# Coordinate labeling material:

────────

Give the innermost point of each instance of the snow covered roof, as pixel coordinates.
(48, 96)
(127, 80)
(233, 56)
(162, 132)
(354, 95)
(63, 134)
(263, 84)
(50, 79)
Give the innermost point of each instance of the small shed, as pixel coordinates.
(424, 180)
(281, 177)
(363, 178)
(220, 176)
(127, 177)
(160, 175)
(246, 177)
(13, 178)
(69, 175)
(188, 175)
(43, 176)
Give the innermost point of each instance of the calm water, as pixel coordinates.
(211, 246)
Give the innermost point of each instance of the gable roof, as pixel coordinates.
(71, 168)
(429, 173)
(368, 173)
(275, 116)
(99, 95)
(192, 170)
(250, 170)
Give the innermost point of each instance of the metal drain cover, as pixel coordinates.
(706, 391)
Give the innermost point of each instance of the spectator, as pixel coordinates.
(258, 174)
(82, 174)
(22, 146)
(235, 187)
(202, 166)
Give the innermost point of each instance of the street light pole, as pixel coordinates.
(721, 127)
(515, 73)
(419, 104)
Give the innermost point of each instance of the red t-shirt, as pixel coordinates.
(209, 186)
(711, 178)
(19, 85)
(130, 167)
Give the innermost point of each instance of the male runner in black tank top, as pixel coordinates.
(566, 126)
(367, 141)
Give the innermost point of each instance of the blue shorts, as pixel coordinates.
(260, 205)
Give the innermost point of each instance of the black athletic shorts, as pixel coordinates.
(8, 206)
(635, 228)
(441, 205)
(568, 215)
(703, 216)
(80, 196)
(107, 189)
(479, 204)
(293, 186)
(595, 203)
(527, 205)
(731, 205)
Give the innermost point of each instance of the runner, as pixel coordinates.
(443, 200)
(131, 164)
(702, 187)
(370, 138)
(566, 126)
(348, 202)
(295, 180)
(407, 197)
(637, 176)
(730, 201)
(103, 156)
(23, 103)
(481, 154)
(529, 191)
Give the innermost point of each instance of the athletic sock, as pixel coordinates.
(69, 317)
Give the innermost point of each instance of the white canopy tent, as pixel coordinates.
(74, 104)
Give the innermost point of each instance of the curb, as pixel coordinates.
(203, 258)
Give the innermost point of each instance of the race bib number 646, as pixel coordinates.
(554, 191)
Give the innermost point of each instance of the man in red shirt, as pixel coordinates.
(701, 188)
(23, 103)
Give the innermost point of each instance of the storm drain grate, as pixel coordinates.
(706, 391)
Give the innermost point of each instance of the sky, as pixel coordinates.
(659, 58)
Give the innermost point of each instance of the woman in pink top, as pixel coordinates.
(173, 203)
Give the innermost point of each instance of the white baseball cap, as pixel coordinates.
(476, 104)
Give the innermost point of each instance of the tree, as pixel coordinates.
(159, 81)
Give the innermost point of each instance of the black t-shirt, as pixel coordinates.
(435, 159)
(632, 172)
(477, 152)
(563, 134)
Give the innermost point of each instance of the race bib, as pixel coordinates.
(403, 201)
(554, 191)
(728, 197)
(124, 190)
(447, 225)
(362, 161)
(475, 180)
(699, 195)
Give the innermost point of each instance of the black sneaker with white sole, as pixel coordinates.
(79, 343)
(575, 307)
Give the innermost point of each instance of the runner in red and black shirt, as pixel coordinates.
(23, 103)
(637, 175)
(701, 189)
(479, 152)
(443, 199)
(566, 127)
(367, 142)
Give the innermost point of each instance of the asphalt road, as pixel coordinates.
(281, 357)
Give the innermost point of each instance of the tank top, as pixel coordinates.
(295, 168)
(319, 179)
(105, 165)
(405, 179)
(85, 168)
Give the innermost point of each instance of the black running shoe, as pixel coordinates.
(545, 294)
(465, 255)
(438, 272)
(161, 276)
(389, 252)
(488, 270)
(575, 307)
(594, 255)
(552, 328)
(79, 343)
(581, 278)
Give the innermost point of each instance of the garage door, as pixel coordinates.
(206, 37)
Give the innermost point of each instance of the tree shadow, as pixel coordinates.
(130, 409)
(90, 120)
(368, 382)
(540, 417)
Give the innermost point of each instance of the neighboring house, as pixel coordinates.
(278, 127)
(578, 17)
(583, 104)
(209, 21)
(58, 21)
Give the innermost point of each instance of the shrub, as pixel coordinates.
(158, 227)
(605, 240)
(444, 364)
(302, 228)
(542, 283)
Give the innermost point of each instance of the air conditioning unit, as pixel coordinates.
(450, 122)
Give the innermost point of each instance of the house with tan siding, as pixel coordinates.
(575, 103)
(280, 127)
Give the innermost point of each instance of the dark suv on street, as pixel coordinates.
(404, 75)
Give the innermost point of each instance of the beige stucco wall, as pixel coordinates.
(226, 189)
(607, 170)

────────

# Problem requirements:
Copy every line of the material above verbatim, from start to finish.

# Finished exercise:
Give the innermost point of each instance of the snow covered roof, as pixel coordinates.
(48, 96)
(127, 80)
(233, 56)
(162, 132)
(354, 95)
(63, 134)
(263, 84)
(50, 79)
Give the innermost point of each instance of the small shed, as pixel coordinates.
(424, 180)
(281, 177)
(363, 178)
(220, 176)
(127, 177)
(160, 175)
(246, 177)
(13, 178)
(69, 175)
(188, 175)
(43, 176)
Give the innermost point of each instance of the calm water, as pixel coordinates.
(211, 246)
Give the innermost point of each instance of the gable roof, as pixel coordinates.
(71, 168)
(429, 173)
(368, 173)
(275, 116)
(99, 95)
(192, 170)
(250, 170)
Give the innermost point of each instance of the metal drain cover, as pixel coordinates.
(706, 391)
Give the innermost point of each instance of the spectator, as pixel coordinates.
(258, 174)
(82, 174)
(22, 146)
(235, 187)
(202, 166)
Give the innermost point of each instance of the street light pole, as pixel coordinates.
(721, 127)
(515, 73)
(419, 104)
Give the innermost point of each instance of the red t-shirt, as pixel coordinates.
(209, 186)
(711, 178)
(19, 85)
(130, 167)
Give the innermost point of each instance of the male runner in black tank top, as pixel coordinates.
(566, 126)
(367, 141)
Give the innermost point of each instance of the blue shorts, as pixel coordinates.
(260, 205)
Give the innermost point of each instance of the black athletic shorts, as pixel coordinates.
(8, 206)
(635, 228)
(441, 205)
(568, 215)
(703, 216)
(80, 196)
(107, 189)
(479, 204)
(293, 186)
(595, 203)
(527, 205)
(731, 205)
Give the innermost point of each instance of the runner, as pixel coordinates.
(443, 200)
(131, 164)
(702, 187)
(370, 138)
(566, 126)
(348, 202)
(295, 180)
(407, 197)
(637, 176)
(730, 201)
(103, 156)
(23, 103)
(481, 154)
(529, 191)
Give the innermost point of each instance of the athletic sock, as pixel coordinates.
(69, 317)
Give the innermost point of each instance of the white canopy tent, as pixel coordinates.
(74, 104)
Give the innermost point of each instance of the curb, as pixel coordinates.
(203, 258)
Give the innermost point of each instance of the race bib number 646, as pixel coordinates.
(554, 191)
Give the innermost point of each instance of the man in red shirt, as pixel coordinates.
(701, 188)
(23, 103)
Give the innermost point of each instance of the storm drain grate, as pixel coordinates.
(706, 391)
Give the innermost point of each instance of the sky, as pixel coordinates.
(659, 58)
Give the innermost point of each instance of the woman in pink top, as pixel coordinates.
(173, 203)
Give the innermost point of each instance of the white baseball cap, as pixel coordinates.
(476, 104)
Give the innermost point of each instance of the tree, as pixel coordinates.
(159, 81)
Give the innermost point of each instance of the black t-shirt, as pixel coordinates.
(435, 159)
(632, 172)
(477, 152)
(563, 134)
Give the innermost point of each instance of the race bib, as pixel coordinates.
(403, 201)
(554, 191)
(728, 197)
(124, 190)
(447, 225)
(362, 161)
(475, 180)
(699, 195)
Give the innermost point of each instance of the black sneaker with white sole, as pixel coordinates.
(79, 343)
(575, 307)
Give the innermost point of each instance of the runner in red and black shirt, as pixel coordinates.
(23, 103)
(637, 175)
(701, 189)
(479, 152)
(443, 199)
(566, 127)
(367, 142)
Give the innermost point of each instance of the asphalt road, as pixel coordinates.
(281, 357)
Give the innermost point of each instance of the tank top, as pixel coordinates.
(295, 168)
(319, 179)
(105, 165)
(405, 179)
(85, 168)
Give the innermost point of each instance of the black running shoe, as pixel coordinates.
(545, 294)
(465, 255)
(438, 272)
(161, 276)
(389, 252)
(488, 270)
(575, 307)
(594, 255)
(552, 328)
(79, 343)
(581, 278)
Give the innermost point of each instance of the garage door, as pixel coordinates.
(206, 37)
Give the innermost point of each instance of the tree shadow, as pixel coordinates.
(130, 409)
(90, 120)
(368, 382)
(540, 417)
Give the innermost point of each instance of the neighboring house, as pixel coordinates.
(278, 127)
(578, 17)
(583, 104)
(209, 21)
(58, 21)
Give the innermost point of each instance of the shrub, as pixel coordinates.
(158, 227)
(605, 240)
(444, 364)
(302, 228)
(542, 283)
Give the innermost point of each instance of the air conditioning unit, as pixel coordinates.
(450, 122)
Give the innermost point of each instance of the house with tan siding, as pixel coordinates.
(575, 103)
(280, 127)
Give the innermost point of each instance of the dark suv on street, as pixel coordinates.
(404, 75)
Give the innermost point of each instance of the beige stucco wall, as pixel coordinates.
(226, 189)
(607, 170)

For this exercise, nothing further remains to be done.